▸ **TRY IT**
Check each line of the listing for the word "xmlns" and report how many lines contain it, giving nothing but the number.

Start of LISTED ENTRIES

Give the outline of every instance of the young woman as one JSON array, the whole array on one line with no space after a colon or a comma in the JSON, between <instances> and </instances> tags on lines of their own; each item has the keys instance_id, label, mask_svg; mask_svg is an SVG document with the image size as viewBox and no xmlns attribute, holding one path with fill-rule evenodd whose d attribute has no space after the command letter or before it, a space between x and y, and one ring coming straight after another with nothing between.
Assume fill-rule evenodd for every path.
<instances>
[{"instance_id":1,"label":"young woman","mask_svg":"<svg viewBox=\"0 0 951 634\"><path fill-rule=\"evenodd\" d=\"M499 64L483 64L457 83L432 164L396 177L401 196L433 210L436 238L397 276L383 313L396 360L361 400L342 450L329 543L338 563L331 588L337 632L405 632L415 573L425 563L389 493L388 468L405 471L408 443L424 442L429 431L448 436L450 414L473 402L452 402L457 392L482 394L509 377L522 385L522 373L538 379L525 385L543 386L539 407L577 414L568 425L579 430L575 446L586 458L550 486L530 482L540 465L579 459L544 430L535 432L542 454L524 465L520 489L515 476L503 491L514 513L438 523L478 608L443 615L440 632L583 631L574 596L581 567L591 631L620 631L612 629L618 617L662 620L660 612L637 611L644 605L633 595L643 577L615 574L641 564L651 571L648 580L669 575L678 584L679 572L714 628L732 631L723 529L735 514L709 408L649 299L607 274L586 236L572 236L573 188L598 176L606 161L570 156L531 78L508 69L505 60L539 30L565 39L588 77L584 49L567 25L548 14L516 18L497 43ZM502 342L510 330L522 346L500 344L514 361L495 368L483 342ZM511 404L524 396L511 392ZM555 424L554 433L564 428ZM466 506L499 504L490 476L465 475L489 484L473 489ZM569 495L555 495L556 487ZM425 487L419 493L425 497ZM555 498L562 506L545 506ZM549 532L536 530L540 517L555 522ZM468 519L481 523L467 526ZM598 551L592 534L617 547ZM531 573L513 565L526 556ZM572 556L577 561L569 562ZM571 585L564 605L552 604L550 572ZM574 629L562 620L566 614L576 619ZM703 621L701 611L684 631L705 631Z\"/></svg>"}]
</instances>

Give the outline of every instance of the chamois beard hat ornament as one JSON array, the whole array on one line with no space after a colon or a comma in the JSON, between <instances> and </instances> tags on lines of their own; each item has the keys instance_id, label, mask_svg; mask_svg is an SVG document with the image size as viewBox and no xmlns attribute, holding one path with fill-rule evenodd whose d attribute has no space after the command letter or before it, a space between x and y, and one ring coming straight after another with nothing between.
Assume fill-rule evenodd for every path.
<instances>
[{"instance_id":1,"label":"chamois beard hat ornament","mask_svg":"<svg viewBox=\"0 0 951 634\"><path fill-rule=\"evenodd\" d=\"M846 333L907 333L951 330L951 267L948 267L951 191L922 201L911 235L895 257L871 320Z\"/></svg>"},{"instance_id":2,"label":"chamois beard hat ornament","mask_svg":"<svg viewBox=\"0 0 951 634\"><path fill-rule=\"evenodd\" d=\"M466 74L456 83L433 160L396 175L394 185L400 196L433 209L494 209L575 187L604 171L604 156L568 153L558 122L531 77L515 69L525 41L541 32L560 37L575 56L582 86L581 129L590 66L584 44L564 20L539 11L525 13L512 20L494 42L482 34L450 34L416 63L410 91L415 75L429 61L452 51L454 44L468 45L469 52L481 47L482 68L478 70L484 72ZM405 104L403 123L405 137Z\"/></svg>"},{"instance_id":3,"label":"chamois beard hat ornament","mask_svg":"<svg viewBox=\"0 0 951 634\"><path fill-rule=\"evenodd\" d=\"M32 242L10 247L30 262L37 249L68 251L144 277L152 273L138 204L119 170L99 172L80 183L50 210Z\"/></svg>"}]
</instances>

End of LISTED ENTRIES

▸ **WRITTEN ANSWER**
2